--- Trecho do documento ---

--------------------------------

A implementação da política pelo Ministério da Educação via Sistema de Seleção Unificada Gestão (Sisu Gestão) não consegue garantir que os estudantes pretos estejam contemplados conforme sua representação na UF, pois não há como refinar os dados no sistema.

TABELA 1 Distribuição da população preta por UF, Censo de 2010 - IBGE 

UF População preta (%)
Bahia 17,0
Rio de Janeiro 12,1
Maranhão 9,6
Piauí 9,3
Minas Gerais 9,2
Tocantins 9,1
Sergipe 8,9
Amapá 8,4
Espírito Santo 8,3
Distrito Federal 7,6
Mato Grosso 7,4
Pará 7,0
Rondônia 6,8
Alagoas 6,6
Goiás 6,5
Pernambuco 6,4
Roraima 6,0
Acre 5,7
Paraíba 5,6
Rio Grande do Sul 5,5
São Paulo 5,4
Rio Grande do Norte 5,2
Mato Grosso do Sul 4,9
Ceará 4,6
Amazonas 4,1
Paraná 3,1
Santa Catarina 2,9

Fonte: IBGE (2010).

A hipótese desse estudo exigia a identificação da população preta diretamente pelos dados da instituição que recebe o estudante. A tese de que a composição raça/cor expressa na Lei n. 12.990/2012 não é afetada pela metodologia do Sisu precisaria ser refutada. Dessa forma, buscamos, inicialmente, analisar a distribuição de vagas de pessoas pretas nos cursos da Universidade Federal de Ciências da Saúde de Porto Alegre (UFCSPA). No entanto, a instituição respondeu, via Lei de Acesso à Informação (Protocolo n. 23546.018324/2021-75), que não dispõe de dados discriminados para a população preta: “não foi possível neste momento dividir os grupos raciais ‘pretos’ e ‘pardos’, uma vez que as próprias cotas raciais também não aplicam tal divisão, utilizando o grande grupo ‘pretos/pardos’”. O que essa informação revela é a ausência de refinamento desses dados e os efeitos e implicações que se desdobram em consonância com uma inobservância à forma como o fenômeno racista se desenrola no Brasil. Segundo Nogueira (2007), no Estado brasileiro o preconceito racial é de marca; significa dizer que, quanto mais escura é a cor da pele e mais crespa é a textura capilar (fenótipos da população preta), maior o risco de exclusão social.

--------------------------------

[Registros extraídos]

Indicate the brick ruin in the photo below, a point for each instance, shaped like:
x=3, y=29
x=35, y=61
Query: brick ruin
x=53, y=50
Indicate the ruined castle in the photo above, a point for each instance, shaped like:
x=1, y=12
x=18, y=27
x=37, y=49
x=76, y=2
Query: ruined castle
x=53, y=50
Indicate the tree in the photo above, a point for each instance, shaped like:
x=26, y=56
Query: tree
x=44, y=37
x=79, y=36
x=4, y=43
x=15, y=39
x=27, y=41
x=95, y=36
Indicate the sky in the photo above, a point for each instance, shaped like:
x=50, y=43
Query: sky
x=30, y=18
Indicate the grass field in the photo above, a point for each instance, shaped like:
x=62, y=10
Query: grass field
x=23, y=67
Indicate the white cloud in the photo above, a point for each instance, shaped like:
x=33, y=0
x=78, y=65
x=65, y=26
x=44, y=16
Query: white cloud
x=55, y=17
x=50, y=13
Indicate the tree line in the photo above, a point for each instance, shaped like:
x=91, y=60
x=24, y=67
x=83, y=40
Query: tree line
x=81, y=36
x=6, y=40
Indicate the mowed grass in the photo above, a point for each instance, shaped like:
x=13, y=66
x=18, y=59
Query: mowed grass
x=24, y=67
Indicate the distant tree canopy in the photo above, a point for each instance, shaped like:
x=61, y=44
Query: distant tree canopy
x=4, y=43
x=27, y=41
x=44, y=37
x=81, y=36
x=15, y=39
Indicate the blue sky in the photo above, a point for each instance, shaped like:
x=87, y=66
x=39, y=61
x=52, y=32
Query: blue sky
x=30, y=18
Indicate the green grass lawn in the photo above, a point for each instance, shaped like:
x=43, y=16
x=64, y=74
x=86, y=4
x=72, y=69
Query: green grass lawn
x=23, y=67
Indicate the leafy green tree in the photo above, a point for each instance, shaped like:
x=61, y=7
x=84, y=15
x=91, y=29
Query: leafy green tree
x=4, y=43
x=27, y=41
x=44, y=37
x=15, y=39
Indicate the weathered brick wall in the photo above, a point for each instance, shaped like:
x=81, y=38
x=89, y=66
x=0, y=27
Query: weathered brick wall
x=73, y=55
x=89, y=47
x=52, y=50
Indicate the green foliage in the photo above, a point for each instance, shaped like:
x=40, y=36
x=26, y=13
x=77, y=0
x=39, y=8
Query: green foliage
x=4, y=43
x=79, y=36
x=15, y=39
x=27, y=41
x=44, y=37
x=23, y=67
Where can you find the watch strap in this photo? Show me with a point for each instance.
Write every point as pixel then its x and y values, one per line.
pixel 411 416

--------------------------------

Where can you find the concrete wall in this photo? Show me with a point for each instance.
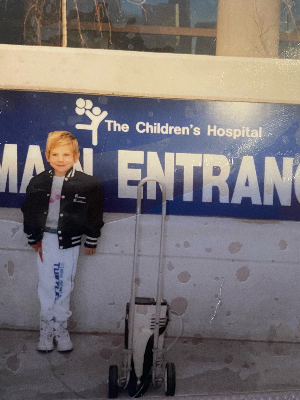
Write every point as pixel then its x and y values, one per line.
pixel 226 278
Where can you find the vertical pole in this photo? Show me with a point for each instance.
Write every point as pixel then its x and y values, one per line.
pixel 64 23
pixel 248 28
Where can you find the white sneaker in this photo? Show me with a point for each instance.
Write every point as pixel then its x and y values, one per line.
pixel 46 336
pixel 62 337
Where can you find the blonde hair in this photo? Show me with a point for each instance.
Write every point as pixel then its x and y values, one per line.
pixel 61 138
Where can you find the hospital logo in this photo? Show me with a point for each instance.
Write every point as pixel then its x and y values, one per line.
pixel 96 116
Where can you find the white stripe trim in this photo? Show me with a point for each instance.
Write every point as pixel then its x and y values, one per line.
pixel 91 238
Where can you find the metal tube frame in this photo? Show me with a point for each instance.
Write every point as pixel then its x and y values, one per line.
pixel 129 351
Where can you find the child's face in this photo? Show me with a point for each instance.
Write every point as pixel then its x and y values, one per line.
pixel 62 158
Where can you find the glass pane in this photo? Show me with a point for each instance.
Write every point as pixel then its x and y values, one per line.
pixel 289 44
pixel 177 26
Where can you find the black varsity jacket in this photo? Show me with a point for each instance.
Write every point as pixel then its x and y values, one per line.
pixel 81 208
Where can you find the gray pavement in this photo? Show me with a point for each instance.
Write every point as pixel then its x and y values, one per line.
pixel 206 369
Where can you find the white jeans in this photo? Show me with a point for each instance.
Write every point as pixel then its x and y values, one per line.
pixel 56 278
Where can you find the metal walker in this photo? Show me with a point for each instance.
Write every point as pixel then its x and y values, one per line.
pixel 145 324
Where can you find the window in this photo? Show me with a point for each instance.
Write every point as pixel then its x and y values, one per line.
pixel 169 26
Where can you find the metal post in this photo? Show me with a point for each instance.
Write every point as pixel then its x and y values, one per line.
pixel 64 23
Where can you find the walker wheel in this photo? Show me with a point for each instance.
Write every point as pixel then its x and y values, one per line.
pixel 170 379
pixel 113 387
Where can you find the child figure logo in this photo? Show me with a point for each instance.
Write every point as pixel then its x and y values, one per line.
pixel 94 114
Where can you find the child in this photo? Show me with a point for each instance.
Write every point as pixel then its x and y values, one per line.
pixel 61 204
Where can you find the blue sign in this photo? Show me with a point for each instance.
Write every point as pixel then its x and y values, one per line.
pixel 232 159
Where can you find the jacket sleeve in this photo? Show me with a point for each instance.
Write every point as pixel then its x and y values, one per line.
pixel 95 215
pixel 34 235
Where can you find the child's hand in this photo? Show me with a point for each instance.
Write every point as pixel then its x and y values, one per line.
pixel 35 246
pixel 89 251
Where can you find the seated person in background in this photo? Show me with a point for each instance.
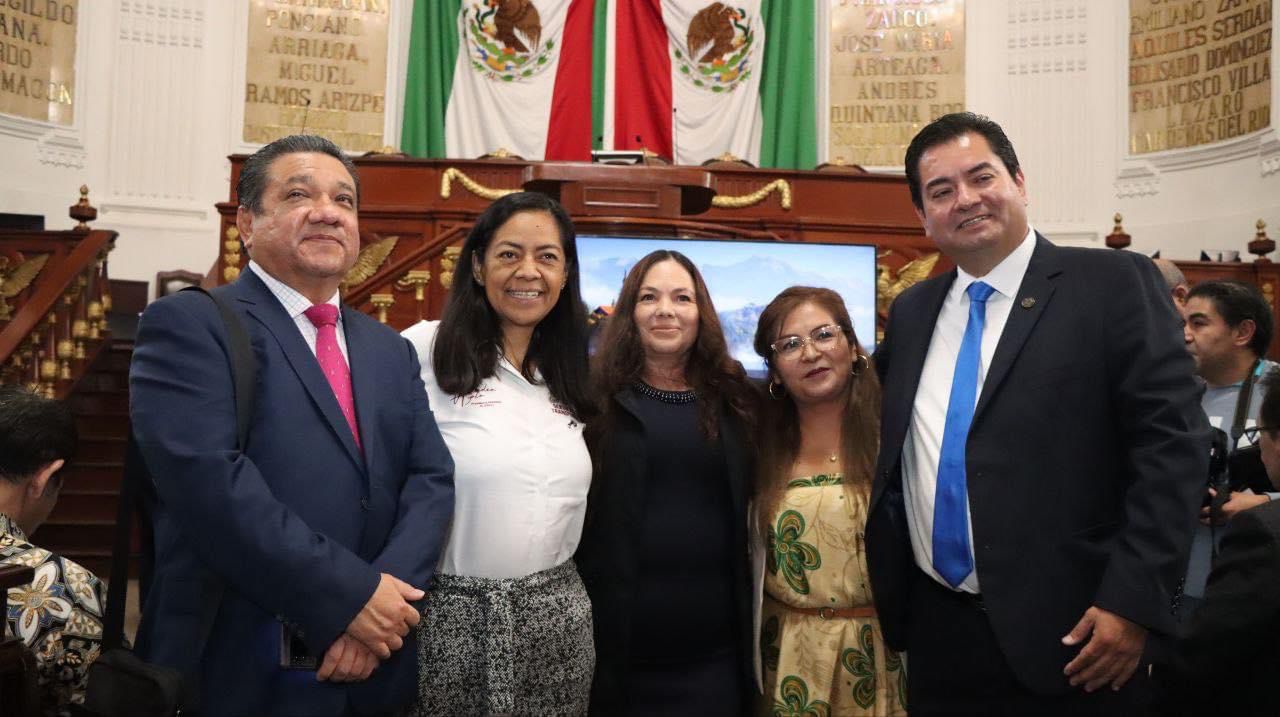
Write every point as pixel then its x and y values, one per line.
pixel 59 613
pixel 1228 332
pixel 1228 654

--------------------------------

--- Instruções ---
**1)** Responda com base no trecho do documento:
(a) Segundo a tabela, qual UF tem o maior percentual de população preta e qual é esse percentual?
(b) Qual instituição teve a distribuição de vagas de pessoas pretas analisada inicialmente?
(c) Segundo Nogueira (2007), de que tipo é o preconceito racial no Estado brasileiro?
**2)** Extraia do trecho do documento a passagem que vai de "A implementação da" a "dados no sistema.", sem qualquer alteração.
As entradas não são necessárias para o que se pede.

--- Resultados das tarefas ---
**1)**
(a) A Bahia, com 17,0%.
(b) A Universidade Federal de Ciências da Saúde de Porto Alegre (UFCSPA).
(c) É um preconceito de marca.

**2)**
A implementação da política pelo Ministério da Educação via Sistema de Seleção Unificada Gestão (Sisu Gestão) não consegue garantir que os estudantes pretos estejam contemplados conforme sua representação na UF, pois não há como refinar os dados no sistema.